__What to do__.
The response should be a faithful copy of every record, with nothing left out.

Referring expression data:

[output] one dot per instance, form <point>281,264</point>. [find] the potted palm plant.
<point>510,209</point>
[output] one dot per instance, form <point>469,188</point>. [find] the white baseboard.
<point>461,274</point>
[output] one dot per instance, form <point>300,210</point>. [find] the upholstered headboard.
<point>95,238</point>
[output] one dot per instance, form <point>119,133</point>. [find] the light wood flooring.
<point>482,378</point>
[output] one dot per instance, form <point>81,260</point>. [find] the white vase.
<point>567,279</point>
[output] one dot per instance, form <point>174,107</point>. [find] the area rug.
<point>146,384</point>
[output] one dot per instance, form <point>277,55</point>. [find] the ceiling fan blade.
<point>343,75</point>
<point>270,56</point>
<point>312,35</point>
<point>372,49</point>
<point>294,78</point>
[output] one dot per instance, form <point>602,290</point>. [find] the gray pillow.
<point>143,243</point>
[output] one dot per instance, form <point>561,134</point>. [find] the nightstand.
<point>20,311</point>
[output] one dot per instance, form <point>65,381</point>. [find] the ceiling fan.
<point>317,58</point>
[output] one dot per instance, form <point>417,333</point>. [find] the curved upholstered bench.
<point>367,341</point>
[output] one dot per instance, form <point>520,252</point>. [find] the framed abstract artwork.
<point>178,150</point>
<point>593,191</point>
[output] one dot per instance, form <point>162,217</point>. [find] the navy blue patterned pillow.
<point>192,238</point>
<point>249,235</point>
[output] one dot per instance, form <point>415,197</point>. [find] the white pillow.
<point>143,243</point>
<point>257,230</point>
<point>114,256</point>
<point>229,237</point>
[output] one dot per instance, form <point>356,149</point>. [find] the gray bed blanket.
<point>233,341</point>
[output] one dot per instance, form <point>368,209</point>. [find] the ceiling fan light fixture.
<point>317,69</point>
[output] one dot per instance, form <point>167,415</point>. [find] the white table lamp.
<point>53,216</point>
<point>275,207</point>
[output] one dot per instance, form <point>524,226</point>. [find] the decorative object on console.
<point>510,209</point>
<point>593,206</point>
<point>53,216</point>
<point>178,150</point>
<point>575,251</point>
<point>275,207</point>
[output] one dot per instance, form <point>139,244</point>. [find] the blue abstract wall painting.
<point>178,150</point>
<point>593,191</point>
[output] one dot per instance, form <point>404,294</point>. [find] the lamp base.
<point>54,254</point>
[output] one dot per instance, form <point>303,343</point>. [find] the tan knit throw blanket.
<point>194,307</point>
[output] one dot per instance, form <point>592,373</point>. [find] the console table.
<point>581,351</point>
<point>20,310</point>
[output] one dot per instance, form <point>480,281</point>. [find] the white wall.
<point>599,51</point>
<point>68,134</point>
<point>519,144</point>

__Written answer__.
[output] one dot per instance, form <point>281,264</point>. [find] the potted palm plant.
<point>510,209</point>
[output] one dot per instance, form <point>469,188</point>. [find] the white baseboard.
<point>461,274</point>
[output] one dot per instance, form <point>300,210</point>. [find] the upholstered headboard.
<point>95,238</point>
[output] one dot per instance, form <point>119,133</point>. [find] the light wood flooring.
<point>482,378</point>
[output] one dot per instance, form <point>81,260</point>. [find] the white vase.
<point>567,279</point>
[output] one dot per instance, form <point>174,107</point>. [find] the area rug.
<point>146,384</point>
[output] one dot per instance, form <point>277,55</point>. [find] the ceiling fan blade.
<point>343,75</point>
<point>270,56</point>
<point>312,35</point>
<point>372,49</point>
<point>294,78</point>
[output] one dot per instance, form <point>602,290</point>. [find] the gray pillow.
<point>143,243</point>
[output] one dot per instance, form <point>561,134</point>. [find] the nightstand.
<point>20,311</point>
[output] one dot per instance, form <point>65,381</point>. [find] the ceiling fan.
<point>317,58</point>
[output] one dot per instance, form <point>417,333</point>. [find] the curved upholstered bench.
<point>367,341</point>
[output] one dot per instance, form <point>520,252</point>. [find] the framed abstract artwork.
<point>178,150</point>
<point>593,191</point>
[output] one dot per instance, form <point>162,217</point>. [find] the navy blue patterned pillow.
<point>192,238</point>
<point>249,235</point>
[output] one dot per instance, form <point>415,197</point>. [find] the white pillow.
<point>143,243</point>
<point>257,230</point>
<point>114,256</point>
<point>229,237</point>
[output] one dot per instance, form <point>356,149</point>. [find] the gray bed blanket.
<point>233,341</point>
[output] one dot per instance, form <point>368,209</point>. [find] the ceiling fan light fixture.
<point>317,69</point>
[output] one dot per instance, form <point>167,415</point>. [find] the white table lamp.
<point>53,216</point>
<point>275,207</point>
[output] one dot per instance, form <point>524,226</point>. [find] the decorative object on console.
<point>510,209</point>
<point>593,206</point>
<point>53,216</point>
<point>178,150</point>
<point>575,251</point>
<point>275,207</point>
[output] one dot per instance, form <point>139,244</point>. [find] the blue abstract wall painting.
<point>178,150</point>
<point>593,191</point>
[output] one dot per instance, form <point>404,294</point>. [find] the lamp base.
<point>54,254</point>
[output] one dot per instance, form <point>303,343</point>. [find] the tan knit throw blanket.
<point>194,307</point>
[output] one dot per instance, form <point>592,373</point>. [find] the console table.
<point>581,351</point>
<point>20,310</point>
[output] one dot per instance, form <point>480,281</point>. [find] the white wall.
<point>599,51</point>
<point>68,134</point>
<point>519,144</point>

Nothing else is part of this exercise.